> _RECORDS FOR THIS TASK_:

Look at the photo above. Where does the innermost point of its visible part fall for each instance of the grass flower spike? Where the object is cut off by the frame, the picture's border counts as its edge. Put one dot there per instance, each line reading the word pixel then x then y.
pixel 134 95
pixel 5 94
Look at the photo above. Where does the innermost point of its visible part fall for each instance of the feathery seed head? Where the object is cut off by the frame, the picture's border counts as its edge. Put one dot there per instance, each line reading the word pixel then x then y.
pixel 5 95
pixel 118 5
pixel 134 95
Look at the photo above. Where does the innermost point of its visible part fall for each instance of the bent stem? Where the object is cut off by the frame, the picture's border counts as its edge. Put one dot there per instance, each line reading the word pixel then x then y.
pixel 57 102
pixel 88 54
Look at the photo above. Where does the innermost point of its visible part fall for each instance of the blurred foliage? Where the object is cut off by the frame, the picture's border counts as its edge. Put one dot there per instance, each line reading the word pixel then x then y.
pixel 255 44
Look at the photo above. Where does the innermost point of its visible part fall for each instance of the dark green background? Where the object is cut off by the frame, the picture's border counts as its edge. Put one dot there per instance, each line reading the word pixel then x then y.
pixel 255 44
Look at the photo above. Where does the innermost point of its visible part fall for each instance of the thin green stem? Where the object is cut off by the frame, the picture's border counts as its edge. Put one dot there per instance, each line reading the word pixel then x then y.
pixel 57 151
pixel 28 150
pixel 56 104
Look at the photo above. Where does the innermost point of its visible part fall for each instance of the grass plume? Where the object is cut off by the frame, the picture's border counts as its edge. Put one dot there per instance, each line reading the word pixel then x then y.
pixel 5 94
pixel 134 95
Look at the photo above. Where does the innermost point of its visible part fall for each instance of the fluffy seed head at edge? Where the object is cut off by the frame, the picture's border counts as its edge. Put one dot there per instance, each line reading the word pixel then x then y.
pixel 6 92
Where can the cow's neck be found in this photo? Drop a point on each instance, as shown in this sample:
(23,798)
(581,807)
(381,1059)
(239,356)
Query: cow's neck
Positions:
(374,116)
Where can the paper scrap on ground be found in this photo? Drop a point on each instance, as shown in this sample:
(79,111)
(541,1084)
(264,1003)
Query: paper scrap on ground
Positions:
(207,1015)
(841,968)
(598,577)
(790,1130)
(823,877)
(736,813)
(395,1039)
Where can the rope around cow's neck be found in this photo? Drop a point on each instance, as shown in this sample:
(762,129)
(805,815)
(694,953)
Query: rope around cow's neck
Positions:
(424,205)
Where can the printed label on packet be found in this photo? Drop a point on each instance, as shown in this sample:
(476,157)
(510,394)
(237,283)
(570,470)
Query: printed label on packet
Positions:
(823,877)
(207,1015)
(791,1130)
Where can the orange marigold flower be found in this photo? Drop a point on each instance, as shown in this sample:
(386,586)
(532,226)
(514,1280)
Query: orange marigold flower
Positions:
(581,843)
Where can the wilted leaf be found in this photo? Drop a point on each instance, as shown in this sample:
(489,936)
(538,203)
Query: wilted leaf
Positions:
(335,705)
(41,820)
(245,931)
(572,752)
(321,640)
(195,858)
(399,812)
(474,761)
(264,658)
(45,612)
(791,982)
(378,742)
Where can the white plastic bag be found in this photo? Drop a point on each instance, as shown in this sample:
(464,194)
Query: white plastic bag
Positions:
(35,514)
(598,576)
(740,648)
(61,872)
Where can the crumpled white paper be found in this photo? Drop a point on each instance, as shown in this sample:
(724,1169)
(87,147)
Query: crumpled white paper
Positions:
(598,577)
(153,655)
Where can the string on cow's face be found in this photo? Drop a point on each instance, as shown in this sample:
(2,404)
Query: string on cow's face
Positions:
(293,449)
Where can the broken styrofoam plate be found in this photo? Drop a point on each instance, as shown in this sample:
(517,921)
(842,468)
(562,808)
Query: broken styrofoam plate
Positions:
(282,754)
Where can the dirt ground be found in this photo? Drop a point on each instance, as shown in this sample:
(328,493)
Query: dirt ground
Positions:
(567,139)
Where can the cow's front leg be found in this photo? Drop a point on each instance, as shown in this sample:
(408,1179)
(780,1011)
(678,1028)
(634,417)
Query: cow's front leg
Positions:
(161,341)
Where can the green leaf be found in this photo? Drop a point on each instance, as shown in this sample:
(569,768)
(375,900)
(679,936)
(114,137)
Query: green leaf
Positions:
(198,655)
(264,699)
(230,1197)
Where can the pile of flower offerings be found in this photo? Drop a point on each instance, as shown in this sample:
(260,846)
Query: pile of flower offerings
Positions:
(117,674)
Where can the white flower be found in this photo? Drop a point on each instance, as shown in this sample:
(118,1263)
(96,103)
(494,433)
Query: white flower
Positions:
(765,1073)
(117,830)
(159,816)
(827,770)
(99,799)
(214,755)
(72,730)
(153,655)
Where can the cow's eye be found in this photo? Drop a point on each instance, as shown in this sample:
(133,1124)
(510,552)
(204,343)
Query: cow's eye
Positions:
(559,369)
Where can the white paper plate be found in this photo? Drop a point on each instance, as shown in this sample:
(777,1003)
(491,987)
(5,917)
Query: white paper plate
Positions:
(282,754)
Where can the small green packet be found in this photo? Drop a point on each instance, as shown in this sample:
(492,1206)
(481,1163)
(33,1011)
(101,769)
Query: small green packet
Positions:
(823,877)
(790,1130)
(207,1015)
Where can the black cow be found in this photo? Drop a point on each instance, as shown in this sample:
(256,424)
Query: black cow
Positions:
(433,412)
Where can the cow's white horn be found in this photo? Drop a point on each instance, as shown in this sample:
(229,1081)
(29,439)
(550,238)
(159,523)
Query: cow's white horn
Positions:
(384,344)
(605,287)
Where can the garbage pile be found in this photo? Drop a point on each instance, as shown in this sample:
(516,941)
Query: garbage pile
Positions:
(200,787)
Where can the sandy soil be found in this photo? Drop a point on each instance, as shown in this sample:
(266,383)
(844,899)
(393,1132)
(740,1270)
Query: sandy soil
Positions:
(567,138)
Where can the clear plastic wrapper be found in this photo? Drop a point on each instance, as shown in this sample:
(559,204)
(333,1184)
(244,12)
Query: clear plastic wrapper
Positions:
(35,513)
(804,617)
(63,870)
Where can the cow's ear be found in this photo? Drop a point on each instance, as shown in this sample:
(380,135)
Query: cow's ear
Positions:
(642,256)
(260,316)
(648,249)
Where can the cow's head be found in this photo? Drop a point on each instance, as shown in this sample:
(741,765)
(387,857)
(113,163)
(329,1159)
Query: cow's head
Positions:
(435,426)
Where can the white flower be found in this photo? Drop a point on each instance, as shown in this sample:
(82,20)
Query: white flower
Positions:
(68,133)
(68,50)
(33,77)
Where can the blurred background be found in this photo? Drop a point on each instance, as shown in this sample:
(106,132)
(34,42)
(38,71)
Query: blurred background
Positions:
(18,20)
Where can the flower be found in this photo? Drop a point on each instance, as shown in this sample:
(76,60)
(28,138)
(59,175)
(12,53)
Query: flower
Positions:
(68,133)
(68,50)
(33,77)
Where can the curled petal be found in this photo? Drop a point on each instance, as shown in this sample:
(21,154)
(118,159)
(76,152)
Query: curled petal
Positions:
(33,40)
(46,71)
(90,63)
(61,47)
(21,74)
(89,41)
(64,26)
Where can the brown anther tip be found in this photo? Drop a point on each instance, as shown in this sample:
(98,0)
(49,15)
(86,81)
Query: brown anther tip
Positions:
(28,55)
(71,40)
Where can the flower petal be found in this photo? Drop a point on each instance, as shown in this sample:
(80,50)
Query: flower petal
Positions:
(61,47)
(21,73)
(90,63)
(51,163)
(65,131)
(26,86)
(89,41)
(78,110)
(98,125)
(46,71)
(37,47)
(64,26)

> _TASK BRIEF_: All of the data above should be reproduced exactly, with nothing left out.

> _THE ANSWER_:
Look at the photo above. Where does the innermost point of its visible part fall for each instance of the grass flower spike? Where the object is cut off by the frame, the picture's border counts as its edge. Put one dot there per instance, each line reading the word pixel then x then y.
pixel 134 95
pixel 5 94
Look at the photo above. Where does the innermost point of its visible part fall for each instance of the feathery seed head? Where the object is cut off by the frame, the picture's border counts as its edge. Put one dot there per instance, each line reading the word pixel then x then y.
pixel 5 95
pixel 118 5
pixel 134 95
Look at the photo above. Where does the innermost point of its visible part fall for each instance of the bent stem? Where the object is cut off by the frame, the picture's border counts as its edge. Put one dot there per instance, each line reading the word pixel then x then y.
pixel 57 102
pixel 88 54
Look at the photo above. Where does the innermost point of its visible part fall for each instance of the blurred foliage? Where the object is cut off by the frame, the picture's border counts as its edge. Put one dot there per instance, each line reading the word pixel then x then y.
pixel 255 44
Look at the photo above. Where does the innermost point of its visible part fall for each instance of the dark green background? Where the object is cut off by the frame, the picture's border counts as its edge. Put one dot there per instance, each line reading the word pixel then x then y.
pixel 255 44
Look at the photo above. Where does the innermost point of its visible part fall for each instance of the thin green stem? Where the object is cut off by the frame, the picture's border counts as its edge. Put one dot there per instance, each line reading the word pixel then x then y.
pixel 57 151
pixel 28 150
pixel 56 104
Look at the photo above. Where does the innermost point of its visible part fall for each instance of the grass plume? Where the object is cut off by the frame, the picture's border counts as its edge. Put one dot there per instance, each line reading the word pixel then x then y.
pixel 5 94
pixel 134 95
Look at the photo above. Where does the innermost point of its visible part fall for each instance of the fluffy seed head at edge? Where the object is cut off by the frame, the picture's border counts as its edge. Put one dot there per instance, each line reading the word pixel then x then y.
pixel 6 92
Where can the cow's neck be found in this photo? Drop a point on each instance, as shown in this sample:
(23,798)
(581,807)
(381,1059)
(239,356)
Query: cow's neck
Positions:
(374,116)
Where can the paper scrap on ground be found in this photo? Drop a point on each instance, as shown in this sample:
(79,111)
(541,1084)
(264,1003)
Query: paper scrap on ground
Positions:
(207,1015)
(841,968)
(598,577)
(790,1130)
(823,877)
(736,813)
(395,1039)
Where can the rope around cow's neck be found in this photo? Drop a point on each instance, as shown in this sample:
(762,129)
(805,815)
(694,953)
Query: rope around cow's neck
Positions:
(424,205)
Where can the printed label on packet be found in this photo? Drop a point on each instance, as shown in this sample:
(476,157)
(510,394)
(237,283)
(570,470)
Query: printed label on packet
Positions:
(823,877)
(207,1015)
(791,1130)
Where can the orange marigold flower be found in this photo? Drop a point on each instance, as shown in this sample:
(386,586)
(532,226)
(514,1280)
Query: orange marigold flower
Positions:
(581,843)
Where can the wilted leaf be found in this photo? Drop a point on each instance, as shown in this sample:
(489,936)
(538,203)
Query: wilted leaf
Positions:
(335,705)
(41,820)
(245,931)
(572,752)
(321,640)
(195,858)
(399,812)
(474,761)
(264,658)
(45,612)
(791,982)
(378,742)
Where can the white plastic bag be found in this photo? Drop a point on each instance, as shown in this sample:
(464,194)
Query: white plastic bag
Positions:
(35,514)
(598,576)
(740,648)
(61,872)
Where can the crumpled white paper be found in this photo? Drop a point on each instance, as shown in this sample:
(724,1169)
(87,147)
Query: crumpled white paper
Positions:
(598,577)
(153,655)
Where can the string on cow's face be found in this photo? Drop a point on each instance, as shown in this sample:
(2,404)
Query: string on cow's face
Positions:
(293,449)
Where can the broken styrofoam plate be found in this photo? Drop a point on each instance, as shown in this sample:
(517,921)
(842,468)
(562,808)
Query: broken styrofoam plate
Positions:
(282,754)
Where can the dirt ground be found in this photo? Drop a point on each instance, as shown in this sample:
(328,493)
Query: dirt ground
Positions:
(567,139)
Where can the cow's front leg be found in this photo? Drop a point on each instance, as shown in this sample:
(408,1179)
(780,1011)
(678,1028)
(634,417)
Query: cow's front leg
Positions:
(161,341)
Where can the green leaf be found in this photo? Drop a point on each instance, as shown in this sample:
(569,768)
(375,900)
(679,936)
(114,137)
Query: green leaf
Positions:
(198,655)
(264,699)
(230,1197)
Where can the pile of flower offerings be found in this photo? Drop a point on each instance, as shown in this sample:
(260,846)
Query: pile of flower offerings
Positions:
(117,674)
Where can the white flower be found in this photo? Drop a point on each instance, as shown in this sample:
(118,1263)
(96,103)
(494,433)
Query: white flower
Positions:
(765,1073)
(117,830)
(159,816)
(827,770)
(99,799)
(214,755)
(72,730)
(153,655)
Where can the cow's eye be found in this photo? Drop a point on each instance, as shown in this sample:
(133,1124)
(510,552)
(204,343)
Query: cow's eye
Positions:
(559,369)
Where can the white paper plate be found in this photo? Drop a point on each instance, as shown in this sample:
(777,1003)
(491,987)
(5,917)
Query: white paper plate
Positions:
(282,754)
Where can the small green packet be found in this photo? Drop a point on each instance, as shown in this sample:
(492,1206)
(481,1163)
(33,1011)
(101,769)
Query: small green packet
Positions:
(823,877)
(790,1130)
(207,1015)
Where can the black cow be found in this photo? Drop a point on each instance, as shown in this sample:
(256,424)
Query: black cow
Positions:
(433,412)
Where can the cow's white horn be found in this photo? Drop a point on each instance, as shown in this sample:
(229,1081)
(29,439)
(550,238)
(159,523)
Query: cow's white horn
Positions:
(384,344)
(605,287)
Where can the garbage pile be found in this photo? Drop a point on each instance, as shown in this sample:
(516,941)
Query: garbage pile
Positions:
(200,787)
Where can the sandy soil be found in this photo? Drop a point on each instance, as shown in this sample:
(266,383)
(844,899)
(393,1132)
(740,1270)
Query: sandy soil
Positions:
(567,138)
Where can the clear plastic wrapper be found in this photo? Drop a point on each instance, as shown in this sample:
(559,204)
(333,1184)
(244,12)
Query: clear plastic wrapper
Positions:
(35,513)
(804,617)
(63,870)
Where can the cow's ear be found in this photo? Drop a point on each instance, as shown in this sample:
(380,135)
Query: cow's ear
Positions:
(642,256)
(260,316)
(648,249)
Where can the cow's head be found in this photo? Drop a point on each instance, as shown in this sample:
(741,765)
(387,857)
(113,163)
(329,1159)
Query: cow's head
Positions:
(435,426)
Where can the white flower be found in this photo? Drop a point on each instance, as shown in this sample:
(82,20)
Query: white flower
Positions:
(68,133)
(68,50)
(33,77)
Where can the blurred background be found in this photo? Drop a point on each instance, as shown in this sample:
(106,132)
(34,42)
(38,71)
Query: blurred background
Positions:
(18,20)
Where can the flower be found in this photo? Drop a point on each instance, as shown in this sample:
(76,60)
(28,138)
(59,175)
(12,53)
Query: flower
Positions:
(68,133)
(68,50)
(33,77)
Where can the curled petal be found in this photo? Drop a point on each instance, as shown in this sample:
(21,154)
(118,159)
(76,152)
Query: curled petal
Positions:
(33,40)
(46,71)
(90,63)
(61,47)
(21,74)
(89,41)
(64,26)
Where can the brown anther tip be found in this photo? Drop a point on each instance, as shown in this sample:
(98,0)
(49,15)
(86,81)
Query: brown anther tip
Positions:
(28,55)
(71,40)
Where can the flower petal be found in this photo? Drop a point on each instance, as shown in this sample:
(80,50)
Query: flower petal
Positions:
(61,47)
(21,73)
(90,63)
(51,163)
(65,131)
(26,86)
(89,41)
(78,110)
(98,125)
(46,71)
(37,47)
(64,26)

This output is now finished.